__Supplied material__.
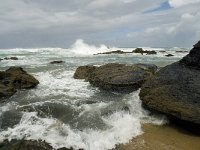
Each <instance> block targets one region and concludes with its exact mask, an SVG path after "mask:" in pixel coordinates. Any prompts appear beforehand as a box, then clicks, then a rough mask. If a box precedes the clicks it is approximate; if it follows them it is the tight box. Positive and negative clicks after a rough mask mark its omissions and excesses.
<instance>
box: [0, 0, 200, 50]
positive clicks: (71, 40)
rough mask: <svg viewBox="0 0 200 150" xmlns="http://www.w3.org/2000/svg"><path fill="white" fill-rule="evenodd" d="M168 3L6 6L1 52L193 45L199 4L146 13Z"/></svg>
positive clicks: (11, 1)
mask: <svg viewBox="0 0 200 150" xmlns="http://www.w3.org/2000/svg"><path fill="white" fill-rule="evenodd" d="M163 2H165V0H81V1H80V0H73V1H71V0H59V1H58V0H6V1H3V2H1V5H0V47H50V46H51V47H67V46H69V45H70V44H72V42H73V41H75V40H76V39H77V38H83V39H85V40H86V41H87V42H89V43H94V44H95V43H96V44H100V43H105V44H108V45H115V46H126V47H127V46H133V47H134V46H138V45H141V46H142V45H143V46H170V45H171V46H188V45H190V44H191V43H194V40H197V38H199V32H198V31H200V30H199V27H200V22H199V21H198V20H197V19H198V18H199V14H198V8H199V7H198V5H197V3H195V4H189V5H185V6H183V7H180V8H175V9H169V10H165V11H159V12H153V13H143V12H145V11H148V10H152V9H154V8H157V7H159V6H160V5H161V4H162V3H163ZM184 14H185V18H184V16H183V15H184ZM187 14H188V15H187ZM187 17H188V18H187ZM190 17H191V18H190ZM185 24H187V25H185ZM197 30H198V31H197ZM183 35H184V38H183ZM189 36H191V38H190V39H188V41H187V38H188V37H189ZM185 41H187V42H185Z"/></svg>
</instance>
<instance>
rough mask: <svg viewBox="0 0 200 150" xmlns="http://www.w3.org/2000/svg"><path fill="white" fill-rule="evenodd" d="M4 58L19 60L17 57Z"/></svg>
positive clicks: (7, 59) (8, 57)
mask: <svg viewBox="0 0 200 150" xmlns="http://www.w3.org/2000/svg"><path fill="white" fill-rule="evenodd" d="M4 59H5V60H18V58H17V57H5V58H4Z"/></svg>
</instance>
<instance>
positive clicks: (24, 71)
mask: <svg viewBox="0 0 200 150" xmlns="http://www.w3.org/2000/svg"><path fill="white" fill-rule="evenodd" d="M38 84H39V81H38V80H37V79H36V78H34V77H33V76H32V75H30V74H28V73H27V72H26V71H24V70H23V69H22V68H21V67H10V68H9V69H7V70H6V71H0V99H1V98H3V97H10V96H12V95H13V94H14V93H16V92H17V90H19V89H30V88H34V87H36V86H37V85H38Z"/></svg>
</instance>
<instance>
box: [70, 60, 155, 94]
mask: <svg viewBox="0 0 200 150" xmlns="http://www.w3.org/2000/svg"><path fill="white" fill-rule="evenodd" d="M156 70H157V66H155V65H151V64H136V65H125V64H117V63H110V64H106V65H102V66H100V67H96V66H80V67H78V68H77V70H76V72H75V74H74V78H75V79H85V80H86V81H89V82H90V84H92V85H93V86H97V87H100V88H102V89H105V90H110V91H118V92H132V91H135V90H137V89H139V88H140V87H141V85H142V84H143V83H144V82H145V81H146V80H147V79H148V78H149V77H151V76H152V75H153V74H154V73H155V72H156Z"/></svg>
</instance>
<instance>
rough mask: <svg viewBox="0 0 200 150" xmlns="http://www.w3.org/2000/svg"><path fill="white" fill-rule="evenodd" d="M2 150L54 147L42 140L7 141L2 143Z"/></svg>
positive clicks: (65, 148)
mask: <svg viewBox="0 0 200 150" xmlns="http://www.w3.org/2000/svg"><path fill="white" fill-rule="evenodd" d="M0 149H1V150H54V148H53V147H52V146H50V145H49V144H48V143H46V142H45V141H42V140H37V141H34V140H11V141H8V140H5V141H3V142H2V143H0ZM57 150H73V148H65V147H63V148H59V149H57ZM79 150H83V149H79Z"/></svg>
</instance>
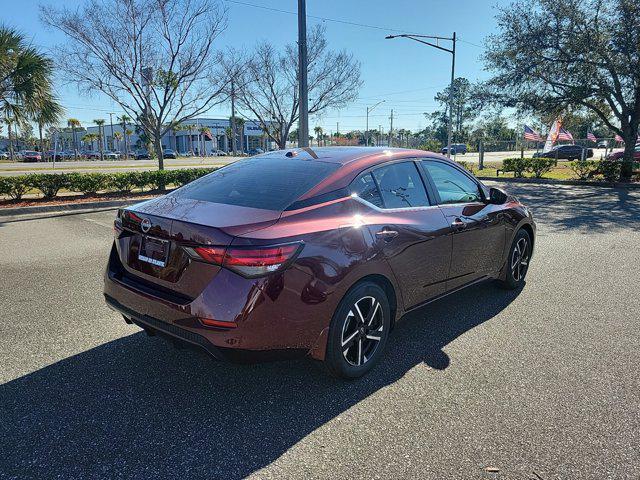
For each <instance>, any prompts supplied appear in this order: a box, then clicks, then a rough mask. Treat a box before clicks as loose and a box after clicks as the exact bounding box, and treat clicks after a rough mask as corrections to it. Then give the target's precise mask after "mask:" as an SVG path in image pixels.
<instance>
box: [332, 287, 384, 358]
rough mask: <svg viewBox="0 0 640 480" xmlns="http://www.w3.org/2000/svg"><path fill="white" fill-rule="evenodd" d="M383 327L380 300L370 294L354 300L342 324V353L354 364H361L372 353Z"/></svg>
mask: <svg viewBox="0 0 640 480" xmlns="http://www.w3.org/2000/svg"><path fill="white" fill-rule="evenodd" d="M383 329H384V313H383V309H382V307H381V305H380V302H379V301H378V300H377V299H376V298H375V297H372V296H366V297H362V298H361V299H360V300H358V301H356V302H355V303H354V304H353V306H352V307H351V309H350V310H349V313H347V318H346V319H345V321H344V324H343V326H342V336H341V345H342V355H343V357H344V359H345V360H346V361H347V362H348V363H349V364H350V365H354V366H362V365H364V364H365V363H367V362H368V361H369V360H370V359H371V358H372V357H373V355H374V353H375V352H376V350H377V349H378V346H379V345H380V340H381V339H382V332H383Z"/></svg>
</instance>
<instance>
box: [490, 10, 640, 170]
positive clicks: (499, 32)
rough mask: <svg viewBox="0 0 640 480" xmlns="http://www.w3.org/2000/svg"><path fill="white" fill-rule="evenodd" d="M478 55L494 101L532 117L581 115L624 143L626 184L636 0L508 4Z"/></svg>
mask: <svg viewBox="0 0 640 480" xmlns="http://www.w3.org/2000/svg"><path fill="white" fill-rule="evenodd" d="M497 20H498V28H497V33H496V34H494V35H492V36H490V37H489V39H488V42H487V52H486V53H485V64H486V67H487V69H489V70H490V71H492V72H493V73H494V76H493V78H491V79H490V80H489V81H488V83H487V86H488V91H489V93H490V94H493V98H494V99H497V100H499V102H500V103H501V104H502V105H503V106H506V107H517V108H520V109H522V110H523V111H526V112H531V113H535V114H539V115H546V114H554V113H558V112H562V111H571V110H578V111H580V110H582V111H589V112H591V113H593V114H595V115H597V116H598V117H599V118H600V120H601V121H602V123H603V124H604V125H606V126H607V127H608V128H609V129H610V130H612V131H613V132H615V133H617V134H618V135H620V136H621V137H622V138H623V139H624V141H625V151H624V162H623V168H622V175H621V176H622V178H623V179H626V180H628V179H630V177H631V174H632V164H633V152H634V145H635V143H636V138H637V135H638V127H639V126H640V48H638V45H640V3H639V2H638V0H564V1H561V2H558V1H556V0H515V1H514V2H513V3H512V4H510V5H507V6H504V7H501V8H500V9H499V14H498V17H497Z"/></svg>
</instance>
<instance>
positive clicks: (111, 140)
mask: <svg viewBox="0 0 640 480" xmlns="http://www.w3.org/2000/svg"><path fill="white" fill-rule="evenodd" d="M109 123H110V124H111V149H110V150H111V151H112V152H113V151H115V149H116V144H115V142H114V140H113V113H111V112H109ZM122 133H123V134H124V132H122ZM107 147H109V142H107Z"/></svg>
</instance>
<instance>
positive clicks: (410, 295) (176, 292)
mask: <svg viewBox="0 0 640 480" xmlns="http://www.w3.org/2000/svg"><path fill="white" fill-rule="evenodd" d="M114 228H115V242H114V244H113V248H112V250H111V256H110V259H109V264H108V267H107V270H106V275H105V291H104V294H105V298H106V301H107V303H108V305H109V306H110V307H111V308H113V309H114V310H116V311H118V312H120V313H121V314H122V315H123V316H124V318H125V320H126V321H127V322H129V323H135V324H137V325H139V326H141V327H142V328H144V329H145V330H146V331H147V332H148V333H149V334H152V335H153V334H161V335H163V336H168V337H170V338H172V339H173V340H174V341H176V342H178V343H179V344H184V343H187V344H192V345H196V346H199V347H202V348H204V349H205V350H206V351H208V352H209V353H210V354H212V355H213V356H214V357H216V358H219V359H229V360H243V359H256V358H258V359H259V358H266V357H273V356H276V357H279V356H282V355H294V354H301V355H309V356H311V357H312V358H314V359H318V360H323V361H324V362H325V364H326V366H327V368H328V370H329V371H330V372H332V373H333V374H335V375H338V376H342V377H347V378H353V377H358V376H360V375H363V374H364V373H366V372H367V371H368V370H370V369H371V368H372V367H373V366H374V365H375V363H376V362H377V361H378V360H379V359H380V357H381V356H382V354H383V351H384V348H385V344H386V342H387V338H388V335H389V332H390V331H391V330H392V329H393V327H394V326H395V324H396V322H397V321H398V320H400V318H401V317H402V316H403V315H404V314H405V313H406V312H408V311H410V310H413V309H416V308H418V307H421V306H423V305H425V304H427V303H429V302H432V301H434V300H436V299H438V298H441V297H443V296H444V295H447V294H449V293H451V292H454V291H457V290H460V289H461V288H464V287H467V286H469V285H473V284H476V283H478V282H481V281H484V280H488V279H497V280H499V281H500V282H501V283H502V284H503V285H504V286H506V287H508V288H518V287H520V286H522V285H523V284H524V278H525V275H526V273H527V268H528V266H529V261H530V260H531V255H532V253H533V245H534V236H535V224H534V222H533V219H532V217H531V213H530V212H529V211H528V210H527V208H526V207H524V206H523V205H522V204H520V203H519V202H518V201H517V200H516V199H515V198H513V197H510V196H508V195H507V194H505V193H504V192H502V191H501V190H498V189H495V188H491V189H489V188H487V187H485V186H484V185H483V184H482V183H480V182H479V181H478V180H477V179H476V178H474V177H473V176H472V175H471V174H470V173H469V172H467V171H466V170H464V169H462V168H460V167H459V166H458V165H457V164H455V163H453V162H451V161H449V160H447V159H446V158H444V157H442V156H440V155H438V154H434V153H429V152H424V151H420V150H403V149H380V148H361V147H355V148H353V147H352V148H337V147H336V148H318V149H314V150H311V149H296V150H290V151H279V152H272V153H266V154H263V155H258V156H256V157H252V158H247V159H244V160H240V161H238V162H235V163H233V164H231V165H228V166H226V167H224V168H221V169H219V170H217V171H216V172H214V173H211V174H209V175H207V176H205V177H202V178H200V179H198V180H196V181H194V182H192V183H190V184H188V185H186V186H184V187H182V188H180V189H178V190H175V191H174V192H172V193H170V194H168V195H165V196H163V197H160V198H156V199H153V200H149V201H146V202H142V203H139V204H137V205H133V206H132V207H129V208H126V209H123V210H120V211H119V212H118V216H117V218H116V220H115V227H114Z"/></svg>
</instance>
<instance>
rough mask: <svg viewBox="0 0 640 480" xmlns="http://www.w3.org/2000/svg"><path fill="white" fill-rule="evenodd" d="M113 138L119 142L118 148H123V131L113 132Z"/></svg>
mask: <svg viewBox="0 0 640 480" xmlns="http://www.w3.org/2000/svg"><path fill="white" fill-rule="evenodd" d="M113 138H114V139H115V140H116V141H117V142H118V149H119V150H122V145H121V142H122V138H123V137H122V133H120V132H113Z"/></svg>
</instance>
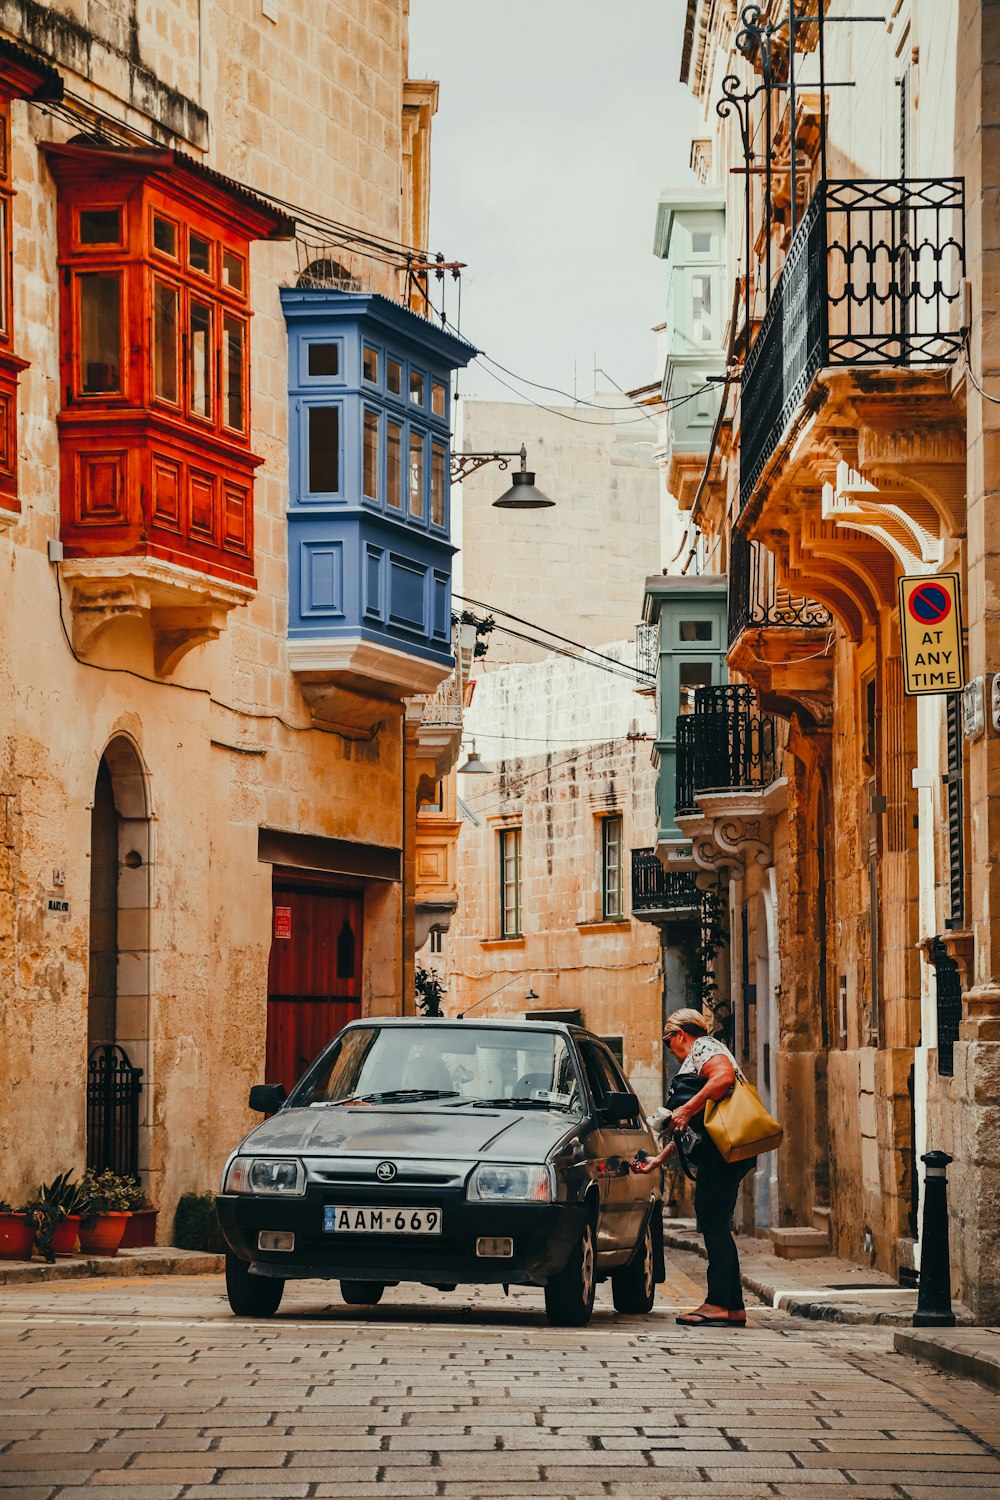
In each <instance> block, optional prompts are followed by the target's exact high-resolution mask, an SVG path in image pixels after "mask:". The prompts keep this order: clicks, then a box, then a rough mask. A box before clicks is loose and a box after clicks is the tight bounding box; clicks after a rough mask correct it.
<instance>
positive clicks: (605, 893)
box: [601, 813, 625, 921]
mask: <svg viewBox="0 0 1000 1500" xmlns="http://www.w3.org/2000/svg"><path fill="white" fill-rule="evenodd" d="M622 843H624V835H622V817H621V814H619V813H615V814H612V816H610V817H603V819H601V916H604V919H606V921H615V918H618V916H624V915H625V903H624V891H622Z"/></svg>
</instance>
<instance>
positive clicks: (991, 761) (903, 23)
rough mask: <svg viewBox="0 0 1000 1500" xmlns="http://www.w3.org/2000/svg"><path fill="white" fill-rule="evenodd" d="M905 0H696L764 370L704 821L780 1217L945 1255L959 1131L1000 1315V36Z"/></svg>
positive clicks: (734, 221)
mask: <svg viewBox="0 0 1000 1500" xmlns="http://www.w3.org/2000/svg"><path fill="white" fill-rule="evenodd" d="M868 9H871V7H868ZM876 9H877V7H876ZM883 9H885V12H886V13H885V18H883V20H879V18H874V20H873V18H861V17H859V13H858V17H856V18H855V20H853V21H850V23H849V18H850V17H852V15H853V13H855V12H856V10H858V7H856V6H852V5H850V3H847V0H826V5H822V6H819V7H817V6H814V5H798V3H795V5H792V6H789V5H786V3H784V0H783V3H781V5H778V3H777V0H775V3H765V5H762V6H742V5H739V3H733V5H717V3H709V0H687V6H685V21H684V26H685V33H684V55H682V78H684V81H685V83H687V84H688V86H690V87H691V89H693V92H694V93H696V96H697V98H699V101H700V104H702V107H703V132H702V136H700V138H699V139H697V141H694V142H693V157H691V160H693V166H694V169H696V172H697V174H699V177H700V180H702V183H703V184H706V186H715V187H718V189H721V190H724V192H726V199H727V202H726V226H727V248H729V282H730V293H729V305H730V308H732V317H730V320H729V326H727V330H726V357H727V366H729V375H730V380H729V384H727V392H726V399H724V404H723V408H721V411H720V419H718V423H717V426H715V432H714V440H712V447H711V455H709V460H708V463H706V465H705V471H703V475H702V481H700V484H699V487H697V493H696V498H694V502H693V507H694V508H693V513H694V516H696V520H697V523H699V526H700V529H702V531H703V534H705V537H706V538H708V550H709V553H712V555H714V556H715V564H714V568H715V571H718V573H726V574H727V579H729V649H727V663H729V673H730V681H729V684H727V685H721V687H712V688H706V690H705V691H703V693H700V694H696V703H694V715H693V718H694V723H693V726H690V739H688V741H687V745H685V751H684V753H685V756H687V762H685V772H684V775H685V787H687V795H685V796H684V798H681V792H679V790H678V798H679V802H678V807H676V813H678V819H676V820H678V826H679V828H681V829H682V832H684V835H685V838H687V840H690V843H688V849H690V867H691V868H696V870H697V871H699V873H700V874H702V876H705V877H706V879H709V877H711V879H717V877H720V879H721V882H723V888H724V889H726V891H727V894H729V904H730V960H732V965H730V968H732V1011H733V1017H735V1035H736V1047H738V1052H739V1053H741V1056H742V1058H744V1061H745V1062H747V1065H748V1067H756V1070H757V1077H759V1079H765V1076H766V1079H768V1083H769V1086H772V1089H774V1098H775V1106H777V1110H778V1113H780V1115H781V1116H783V1118H784V1121H786V1124H787V1127H789V1146H786V1149H783V1152H781V1154H780V1155H778V1157H777V1160H775V1163H774V1166H772V1167H771V1164H769V1169H771V1170H769V1172H768V1173H763V1175H762V1173H759V1179H760V1181H759V1187H757V1199H756V1203H754V1205H748V1212H756V1223H757V1227H771V1230H772V1233H774V1236H775V1239H777V1242H778V1244H780V1245H781V1244H783V1242H784V1244H786V1245H787V1244H795V1242H796V1236H799V1244H801V1245H805V1244H808V1241H810V1236H811V1235H814V1233H820V1232H822V1235H820V1242H825V1238H826V1226H828V1224H829V1233H831V1236H832V1247H834V1250H835V1253H838V1254H841V1256H849V1257H852V1259H856V1260H859V1262H870V1263H874V1265H879V1266H880V1268H882V1269H885V1271H889V1272H894V1274H903V1275H906V1274H907V1271H909V1272H915V1269H916V1268H918V1266H919V1257H921V1212H922V1179H924V1166H922V1158H924V1155H925V1154H927V1152H928V1151H930V1149H937V1151H943V1152H946V1154H949V1155H951V1157H954V1166H952V1167H951V1230H952V1232H951V1245H952V1274H954V1286H955V1292H957V1295H958V1296H960V1298H961V1299H963V1301H964V1302H966V1304H969V1305H970V1307H972V1308H973V1310H975V1311H976V1314H978V1316H981V1317H985V1319H991V1317H996V1316H997V1310H999V1308H1000V1218H999V1211H997V1184H999V1182H1000V1179H999V1178H997V1164H996V1163H997V1154H996V1140H997V1130H999V1128H1000V1083H999V1080H1000V1062H999V1058H1000V1004H999V996H1000V947H999V941H997V932H999V927H997V918H996V912H997V900H999V895H1000V891H999V886H997V880H999V874H997V868H999V867H997V858H996V855H997V849H999V847H1000V840H999V837H997V834H999V829H997V807H999V805H1000V801H999V798H1000V738H997V724H996V723H991V721H990V711H988V705H990V687H991V681H993V676H994V673H996V672H997V669H999V667H1000V658H999V643H1000V636H999V633H997V618H999V616H997V610H999V604H997V600H999V597H1000V591H999V583H1000V573H999V565H1000V564H999V561H997V543H996V537H997V534H999V531H997V498H996V475H994V463H993V453H994V446H996V443H994V437H993V434H994V428H996V425H997V420H999V419H997V417H996V416H994V413H996V410H997V407H996V402H994V401H993V399H990V395H993V396H997V395H1000V390H997V389H996V369H997V350H996V329H994V320H993V318H991V314H990V309H991V281H990V267H991V264H993V261H991V257H996V254H997V233H999V231H1000V220H999V217H997V208H996V192H994V190H993V183H994V177H996V160H994V156H996V153H994V136H996V135H997V124H999V120H997V118H996V101H994V98H993V93H991V90H990V89H988V80H990V78H991V77H993V71H994V69H996V66H997V63H999V62H1000V31H999V27H997V15H996V7H994V6H990V5H982V3H978V0H936V3H934V5H931V6H928V5H918V3H913V0H892V3H889V5H888V6H885V7H883ZM817 17H819V20H817ZM844 23H849V24H844ZM846 86H847V87H846ZM768 120H769V123H771V138H769V141H768V142H763V136H762V130H765V132H766V129H768V124H766V121H768ZM762 142H763V144H762ZM984 390H985V392H987V393H988V395H984ZM943 574H954V576H957V579H958V583H960V589H961V600H963V607H964V627H966V637H964V652H966V660H964V664H963V675H961V678H960V679H952V684H955V685H957V687H960V685H961V681H966V679H967V681H969V684H970V685H969V687H967V688H966V693H964V697H963V694H961V693H960V691H955V690H951V691H949V690H945V691H942V685H943V681H945V679H942V681H939V684H933V685H934V687H936V690H934V691H930V693H921V691H918V693H916V694H913V693H907V691H906V685H907V684H906V681H904V663H903V657H901V613H900V610H901V607H906V606H901V604H900V595H898V582H900V579H901V577H918V579H927V580H928V585H930V592H928V591H925V595H924V597H925V598H939V595H940V586H939V585H934V579H936V577H939V576H943ZM936 589H937V591H936ZM906 597H909V595H906ZM933 645H934V643H933V642H931V646H933ZM915 685H918V687H919V684H915ZM949 685H951V684H949ZM984 700H985V709H984ZM685 735H688V729H685ZM720 756H721V757H723V762H724V765H721V762H720ZM679 757H681V751H679ZM720 765H721V769H720ZM678 775H679V778H681V771H679V772H678ZM681 802H682V804H684V805H681Z"/></svg>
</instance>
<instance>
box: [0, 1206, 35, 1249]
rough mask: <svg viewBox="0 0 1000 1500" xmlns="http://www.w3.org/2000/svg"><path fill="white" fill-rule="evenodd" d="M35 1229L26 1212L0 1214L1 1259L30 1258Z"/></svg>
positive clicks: (0, 1243) (0, 1246) (33, 1241)
mask: <svg viewBox="0 0 1000 1500" xmlns="http://www.w3.org/2000/svg"><path fill="white" fill-rule="evenodd" d="M33 1250H34V1230H33V1227H31V1226H30V1224H28V1221H27V1220H25V1217H24V1214H0V1260H30V1259H31V1251H33Z"/></svg>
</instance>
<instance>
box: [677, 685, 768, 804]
mask: <svg viewBox="0 0 1000 1500" xmlns="http://www.w3.org/2000/svg"><path fill="white" fill-rule="evenodd" d="M676 745H678V769H676V775H678V781H676V787H678V790H676V807H675V813H676V814H678V816H682V814H684V813H691V811H696V810H697V798H699V796H700V795H703V793H708V792H763V790H765V789H766V787H768V786H771V783H772V781H775V780H777V775H778V759H777V754H775V727H774V718H772V715H771V714H762V712H760V706H759V703H757V691H756V688H753V687H748V685H747V684H745V682H733V684H729V685H727V687H699V690H697V693H696V694H694V712H693V714H682V715H681V717H679V718H678V729H676Z"/></svg>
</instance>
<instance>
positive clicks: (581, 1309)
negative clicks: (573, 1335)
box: [546, 1218, 597, 1328]
mask: <svg viewBox="0 0 1000 1500" xmlns="http://www.w3.org/2000/svg"><path fill="white" fill-rule="evenodd" d="M595 1292H597V1239H595V1235H594V1221H592V1220H591V1218H588V1221H586V1224H585V1226H583V1230H582V1233H580V1238H579V1241H577V1242H576V1245H574V1247H573V1250H571V1251H570V1259H568V1260H567V1263H565V1266H564V1268H562V1271H558V1272H556V1274H555V1275H553V1277H549V1281H547V1284H546V1316H547V1319H549V1322H550V1323H552V1325H555V1326H556V1328H586V1325H588V1323H589V1322H591V1313H592V1311H594V1293H595Z"/></svg>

__Required action__. Copy the lines word for word, from the beginning through the line containing "positive clicks: (71, 40)". Leave the pictures out of your copy.

__Solution to the problem__.
Each <instance> block targets one region and concludes with its exact mask, an SVG path after "mask:" in pixel coordinates. Any prompts appear beforehand as a box, then clicks, then a rough mask. If a box precedes the clicks it is approximate; if it follows them it is the tight box. Positive and negative clicks after a rough mask mark its omissions and excesses.
<instance>
box: [0, 0, 200, 50]
positive clicks: (71, 40)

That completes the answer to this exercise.